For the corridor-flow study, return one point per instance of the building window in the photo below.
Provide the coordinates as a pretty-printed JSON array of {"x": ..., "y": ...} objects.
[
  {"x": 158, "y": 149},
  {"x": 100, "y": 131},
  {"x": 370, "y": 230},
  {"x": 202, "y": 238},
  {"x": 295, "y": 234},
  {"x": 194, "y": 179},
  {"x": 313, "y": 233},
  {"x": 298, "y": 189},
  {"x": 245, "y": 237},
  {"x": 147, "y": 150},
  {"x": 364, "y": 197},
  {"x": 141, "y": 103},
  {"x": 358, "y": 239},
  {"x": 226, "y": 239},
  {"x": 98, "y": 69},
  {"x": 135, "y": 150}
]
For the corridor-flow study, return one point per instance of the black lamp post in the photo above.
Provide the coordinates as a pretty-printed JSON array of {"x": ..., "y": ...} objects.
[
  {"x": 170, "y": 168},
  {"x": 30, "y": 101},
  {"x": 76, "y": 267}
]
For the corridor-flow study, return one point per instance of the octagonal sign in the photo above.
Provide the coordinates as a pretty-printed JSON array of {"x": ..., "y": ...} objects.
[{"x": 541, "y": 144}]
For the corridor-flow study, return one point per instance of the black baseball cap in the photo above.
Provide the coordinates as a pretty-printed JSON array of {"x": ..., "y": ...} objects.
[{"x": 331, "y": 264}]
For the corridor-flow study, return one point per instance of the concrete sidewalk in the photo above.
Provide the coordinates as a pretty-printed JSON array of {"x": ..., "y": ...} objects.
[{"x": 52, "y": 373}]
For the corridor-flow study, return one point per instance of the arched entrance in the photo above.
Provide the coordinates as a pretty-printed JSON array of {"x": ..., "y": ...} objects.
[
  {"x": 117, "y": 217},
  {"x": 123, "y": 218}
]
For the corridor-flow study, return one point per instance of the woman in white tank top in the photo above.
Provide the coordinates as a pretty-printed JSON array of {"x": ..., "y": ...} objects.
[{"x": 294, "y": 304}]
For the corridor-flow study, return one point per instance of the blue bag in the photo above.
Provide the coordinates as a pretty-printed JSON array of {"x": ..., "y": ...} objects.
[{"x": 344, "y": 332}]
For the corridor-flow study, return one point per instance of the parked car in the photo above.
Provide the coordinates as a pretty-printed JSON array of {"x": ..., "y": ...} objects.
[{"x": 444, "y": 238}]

Exercise >> Render everything from the line containing "car in the photo above." down to the end of the lines as a two-column CSV with the headers input and output. Each row holds the text and its answer, each in one quoted field with line breaks replaced by spaces.

Response >>
input,output
"For the corridor-flow study, return one point per instance of the parked car in the photo above. Provide the coordinates as a pretty-printed JSON array of {""x"": ..., ""y"": ...} objects.","[{""x"": 444, ""y"": 238}]"